##### EXTRACT
Reducing Misunderstandings
Weak links exist in the process of getting pathology results reports back to care providers, whether institutions use the integrated lab information system (LIS) that EHR vendors provide (e.g., Epic Beaker) or a standalone LIS, Parkash says. The biggest advantages with the former are that specimens can be easily tracked, and information doesn't have to be repeatedly entered, avoiding mix-ups.
"The downside is that EHR vendors have not given a huge amount of attention to the needs of anatomic pathology," Parkash continues. Beaker software originally "piggybacked" on Epic's clinical lab information system that was optimized for short, numeric-based reports. Reports from anatomic pathology labs are more consultative and conversational. She expects the features of different laboratory information systems to better align with future iterations of both.
Yale's pathology department has opted to use a standalone LIS that electronically communicates with Epic "in a way that would be best for patients," says Parkash. "We're a unique department in that we have our own mini lab information group, allowing us to customize our system with a lot of quality improvement functionality," including monitoring day-to-day and sometimes hour-to-hour workflow.
##########
=== SET OF TASKS ===
(a) Answer these questions about the text on pathology results reports:
(i) What example is given of an integrated lab information system provided by EHR vendors?
(ii) What kind of reports was Epic's clinical lab information system optimized for?
(iii) What type of lab information system has Yale's pathology department chosen?
(b) Extend the text on pathology results reports, picking up after its final sentence.
##### SUPPLIED MATERIAL
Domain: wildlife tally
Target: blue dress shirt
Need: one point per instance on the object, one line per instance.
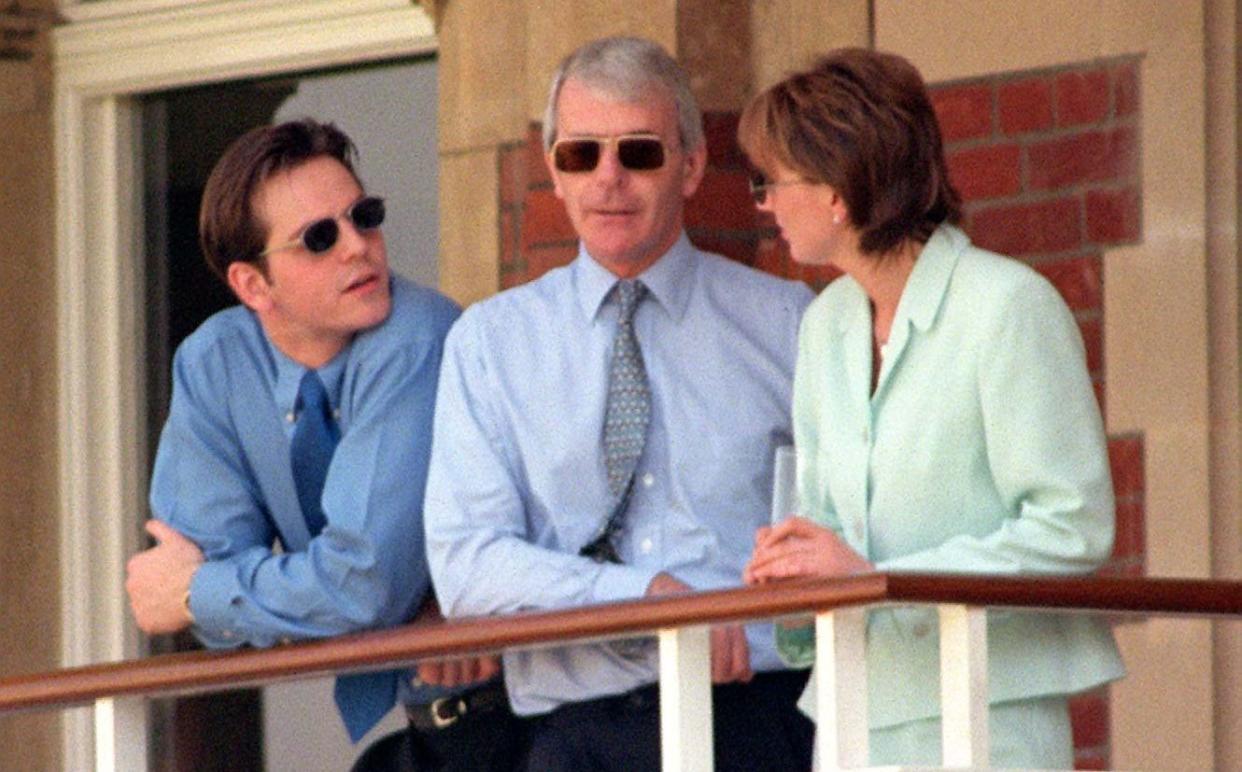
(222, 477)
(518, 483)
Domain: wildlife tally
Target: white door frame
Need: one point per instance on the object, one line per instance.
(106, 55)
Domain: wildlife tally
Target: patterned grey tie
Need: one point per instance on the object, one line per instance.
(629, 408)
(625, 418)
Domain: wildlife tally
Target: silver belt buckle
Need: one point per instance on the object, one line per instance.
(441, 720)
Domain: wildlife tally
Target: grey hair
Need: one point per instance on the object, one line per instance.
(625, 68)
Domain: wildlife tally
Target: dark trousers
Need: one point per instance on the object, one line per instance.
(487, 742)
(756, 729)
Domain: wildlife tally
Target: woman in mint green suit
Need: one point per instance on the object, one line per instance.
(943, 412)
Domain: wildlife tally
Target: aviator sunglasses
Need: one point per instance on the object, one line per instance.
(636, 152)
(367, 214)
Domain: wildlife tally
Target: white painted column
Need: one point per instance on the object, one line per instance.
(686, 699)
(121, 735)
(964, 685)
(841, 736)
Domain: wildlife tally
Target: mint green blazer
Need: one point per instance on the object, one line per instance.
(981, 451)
##########
=== EXERCISE RESPONSES ===
(a)
(i) Epic Beaker.
(ii) Short, numeric-based reports.
(iii) A standalone LIS that electronically communicates with Epic.

(b)
Among the procedures that hospital pathology labs offer is rapid intraoperative consultation, aka frozen section, which renders preliminary results with "reasonably high" accuracy in 20 minutes and helps direct surgical decisions in the moment. At most institutions, pathologists would communicate with surgeons via the phone, Parkash says. But physicians aren't always able to get to the phone or use the intercom system—and having a nurse relay the information opens the door for mistakes.
The answer at Yale was to display the lab's written diagnosis on the screen in the operating room suite, which surgeons can read by merely lifting their head, says Parkash. "If necessary, we layer direct conversation on top of that." It's a closed loop communication system that requires the surgeon to acknowledge the diagnosis has been received.
It was a labor of love for Director of Anatomic Pathology John Sinard, M.D., Ph.D., who is also medical director of pathology informatics at Yale, says Parkash. "He has done a huge amount of work to customize our system so we can reduce the number of misunderstandings that traditional systems have not yet addressed."
Preventing Diagnostic Errors
Errors in pathology reports are particularly concerning when cancer is missed, says Parkash, but also when it's over-diagnosed and patients get treated for a non-growing or slow-growing cancer that would never cause harm. That has given birth to the idea of diagnostic management teams (DMTs) for eliminating some of the guesswork. The concept brings together the pathologist and lab scientist to the bedside, helping physicians order the correct test and use the results to select the most appropriate treatment.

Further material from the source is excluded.